Your objective: Could you change "put a pin on each instance" to "mark every occurrence" throughout the records below, keeping everything else the same and leaving the pictures out of your answer?

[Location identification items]
[Start]
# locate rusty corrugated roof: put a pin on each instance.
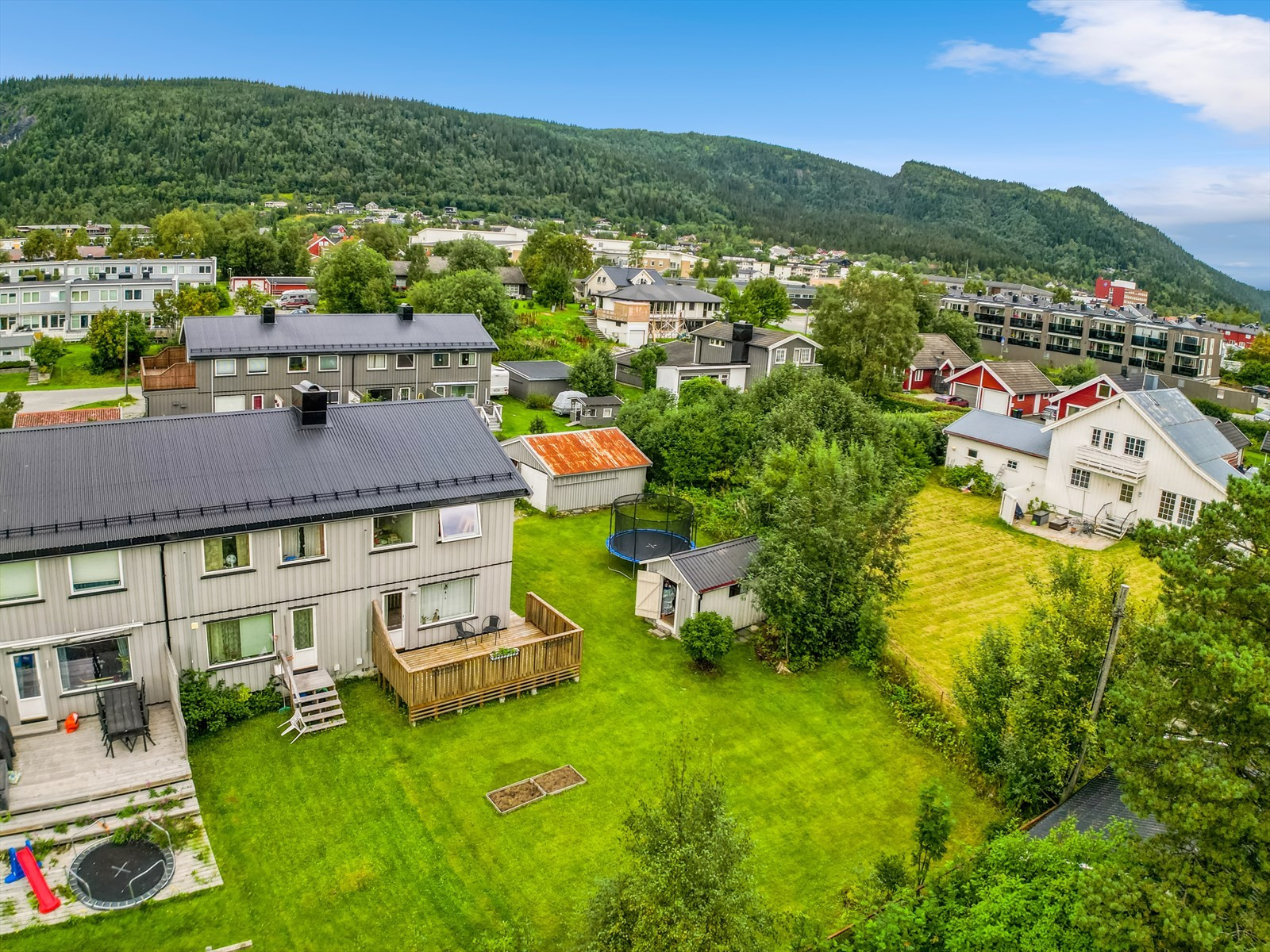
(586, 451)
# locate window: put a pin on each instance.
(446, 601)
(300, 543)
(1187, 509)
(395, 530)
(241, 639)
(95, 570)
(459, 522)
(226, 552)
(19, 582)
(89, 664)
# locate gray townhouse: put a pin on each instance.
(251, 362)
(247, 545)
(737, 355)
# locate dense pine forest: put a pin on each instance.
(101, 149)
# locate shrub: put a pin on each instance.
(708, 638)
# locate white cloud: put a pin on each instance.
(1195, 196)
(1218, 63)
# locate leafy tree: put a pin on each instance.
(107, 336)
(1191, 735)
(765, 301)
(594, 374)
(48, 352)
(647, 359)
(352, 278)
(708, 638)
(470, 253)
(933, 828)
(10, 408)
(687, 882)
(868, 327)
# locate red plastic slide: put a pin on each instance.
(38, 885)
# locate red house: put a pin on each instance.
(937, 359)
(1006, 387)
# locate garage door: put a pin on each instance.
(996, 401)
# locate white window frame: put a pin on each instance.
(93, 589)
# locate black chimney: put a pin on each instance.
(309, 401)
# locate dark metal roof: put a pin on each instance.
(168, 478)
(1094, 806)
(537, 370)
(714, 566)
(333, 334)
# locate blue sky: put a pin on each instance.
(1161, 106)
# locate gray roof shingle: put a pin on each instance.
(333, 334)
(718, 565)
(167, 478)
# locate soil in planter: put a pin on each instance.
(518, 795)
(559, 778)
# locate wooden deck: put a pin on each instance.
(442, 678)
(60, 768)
[End]
Task solution:
# locate rusty corrugated roof: mark every occurrence.
(586, 451)
# locate window: mark every occurrence.
(446, 601)
(300, 543)
(1187, 509)
(395, 530)
(241, 639)
(95, 570)
(459, 522)
(226, 552)
(19, 582)
(89, 664)
# locate gray townhouse: mark every occurrence.
(251, 362)
(247, 545)
(737, 355)
# locate dense pine forest: mark every occurrence.
(101, 149)
# locate shrub: mark every occurrence.
(708, 638)
# locate white cloud: mark every occurrence.
(1195, 196)
(1218, 63)
# locate leafy tree: mark every occurrence.
(107, 336)
(1191, 735)
(765, 301)
(594, 374)
(48, 352)
(647, 359)
(352, 278)
(708, 638)
(470, 253)
(933, 828)
(10, 408)
(687, 882)
(868, 327)
# locate red plastic slide: mark every occurrence.
(38, 885)
# locate red house: mark every occurrence.
(937, 359)
(1006, 387)
# locate garage door: mark every occurrence.
(996, 401)
# locate white window frame: mark every occurrence.
(93, 589)
# locate black chimney: mark every occurrence.
(309, 401)
# locate dark metal roof: mark every occurrence.
(168, 478)
(1094, 806)
(537, 370)
(714, 566)
(333, 334)
# locate blue sky: mark every occurrence.
(1161, 106)
# locate gray roof shingle: mark every occurrence.
(333, 334)
(718, 565)
(167, 478)
# locate soil in planter: mark every occurrence.
(518, 795)
(559, 778)
# locate wooden deck: mark every occurrence.
(442, 678)
(60, 768)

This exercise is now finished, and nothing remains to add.